__GIVEN REQUEST__. Could you copy the part of the entries that opens with the line containing "Mark one point per instance of the grassy" and runs through the end of the entries, with "mowed" changed to "trimmed" and everything else unchanged?
## Start DATA SHOWN
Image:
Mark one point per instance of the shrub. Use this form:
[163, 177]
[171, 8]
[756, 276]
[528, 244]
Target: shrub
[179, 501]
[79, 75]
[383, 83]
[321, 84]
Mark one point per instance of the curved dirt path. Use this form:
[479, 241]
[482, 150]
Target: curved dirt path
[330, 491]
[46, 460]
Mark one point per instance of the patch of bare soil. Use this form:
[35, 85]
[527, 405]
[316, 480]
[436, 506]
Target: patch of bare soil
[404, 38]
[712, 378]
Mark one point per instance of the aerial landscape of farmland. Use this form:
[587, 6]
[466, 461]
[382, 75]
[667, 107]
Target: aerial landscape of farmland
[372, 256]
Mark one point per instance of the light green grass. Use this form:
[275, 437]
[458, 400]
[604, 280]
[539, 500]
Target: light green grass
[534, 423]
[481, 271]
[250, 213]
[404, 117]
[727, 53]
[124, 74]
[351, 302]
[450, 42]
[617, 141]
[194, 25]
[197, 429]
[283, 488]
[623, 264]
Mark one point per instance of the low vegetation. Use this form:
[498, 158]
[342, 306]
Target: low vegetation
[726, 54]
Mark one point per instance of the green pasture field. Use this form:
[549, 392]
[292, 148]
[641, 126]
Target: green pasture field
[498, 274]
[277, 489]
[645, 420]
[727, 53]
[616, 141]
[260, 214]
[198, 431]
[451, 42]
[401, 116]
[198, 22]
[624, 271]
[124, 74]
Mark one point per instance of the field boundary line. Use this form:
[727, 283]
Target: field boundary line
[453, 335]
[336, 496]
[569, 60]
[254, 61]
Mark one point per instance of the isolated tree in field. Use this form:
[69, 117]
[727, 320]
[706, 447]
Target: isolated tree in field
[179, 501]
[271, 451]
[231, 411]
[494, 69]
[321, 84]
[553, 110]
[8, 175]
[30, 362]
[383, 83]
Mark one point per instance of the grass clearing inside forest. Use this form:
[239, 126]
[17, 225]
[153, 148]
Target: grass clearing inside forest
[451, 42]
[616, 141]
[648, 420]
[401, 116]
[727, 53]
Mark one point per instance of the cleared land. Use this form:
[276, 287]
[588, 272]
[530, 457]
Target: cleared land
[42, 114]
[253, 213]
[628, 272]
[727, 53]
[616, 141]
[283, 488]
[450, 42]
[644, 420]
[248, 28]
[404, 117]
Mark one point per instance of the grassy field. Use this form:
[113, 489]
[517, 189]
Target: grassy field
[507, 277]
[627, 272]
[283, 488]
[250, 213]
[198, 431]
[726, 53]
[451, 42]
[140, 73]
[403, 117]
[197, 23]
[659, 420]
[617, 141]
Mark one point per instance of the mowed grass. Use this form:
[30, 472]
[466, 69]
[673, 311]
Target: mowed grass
## End DATA SHOWN
__FINISHED ANSWER__.
Mark one point per instance of the grassy field. Use this form:
[113, 489]
[517, 189]
Target: grassy field
[507, 277]
[627, 272]
[283, 488]
[250, 213]
[198, 431]
[726, 53]
[451, 42]
[140, 73]
[403, 117]
[197, 23]
[659, 420]
[617, 141]
Mark one point per instance of the trimmed grass. Use this form:
[30, 472]
[466, 69]
[673, 311]
Target: trimmed grass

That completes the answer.